» Required work
Return each line of the entries below that contains the word "provide".

» Data extract
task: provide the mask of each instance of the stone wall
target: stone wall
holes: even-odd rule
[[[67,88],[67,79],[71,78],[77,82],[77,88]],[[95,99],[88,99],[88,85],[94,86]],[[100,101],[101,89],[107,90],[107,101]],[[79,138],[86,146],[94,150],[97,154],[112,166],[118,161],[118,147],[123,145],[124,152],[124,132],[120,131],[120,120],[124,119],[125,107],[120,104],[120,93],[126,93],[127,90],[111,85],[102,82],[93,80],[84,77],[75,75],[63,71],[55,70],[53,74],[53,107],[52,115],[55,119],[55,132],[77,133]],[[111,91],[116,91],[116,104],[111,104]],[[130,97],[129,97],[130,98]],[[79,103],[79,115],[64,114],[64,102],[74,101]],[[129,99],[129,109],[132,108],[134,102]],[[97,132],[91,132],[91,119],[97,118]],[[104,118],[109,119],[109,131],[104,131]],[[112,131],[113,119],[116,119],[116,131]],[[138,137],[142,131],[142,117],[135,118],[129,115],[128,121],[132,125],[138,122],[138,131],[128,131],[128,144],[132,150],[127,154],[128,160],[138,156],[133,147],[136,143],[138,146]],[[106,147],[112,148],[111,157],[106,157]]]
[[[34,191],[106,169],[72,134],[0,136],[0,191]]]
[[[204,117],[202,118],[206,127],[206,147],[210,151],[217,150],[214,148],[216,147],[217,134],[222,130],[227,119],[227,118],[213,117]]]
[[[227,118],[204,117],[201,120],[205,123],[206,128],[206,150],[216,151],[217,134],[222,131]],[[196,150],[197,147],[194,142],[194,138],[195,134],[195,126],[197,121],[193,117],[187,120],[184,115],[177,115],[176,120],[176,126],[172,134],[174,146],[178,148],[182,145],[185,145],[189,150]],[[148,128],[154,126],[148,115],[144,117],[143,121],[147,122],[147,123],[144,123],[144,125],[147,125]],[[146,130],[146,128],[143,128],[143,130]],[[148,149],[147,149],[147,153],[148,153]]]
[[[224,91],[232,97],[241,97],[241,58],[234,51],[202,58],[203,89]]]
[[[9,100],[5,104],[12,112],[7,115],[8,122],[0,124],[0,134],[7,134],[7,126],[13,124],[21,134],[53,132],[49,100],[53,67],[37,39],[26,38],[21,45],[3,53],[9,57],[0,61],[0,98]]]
---
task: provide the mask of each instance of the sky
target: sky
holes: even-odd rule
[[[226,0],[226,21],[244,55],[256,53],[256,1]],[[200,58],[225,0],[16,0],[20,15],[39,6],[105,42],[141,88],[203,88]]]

» Completed task
task: provide the mask of each instance of the stone wall
task: provide the mask of each instance of the sky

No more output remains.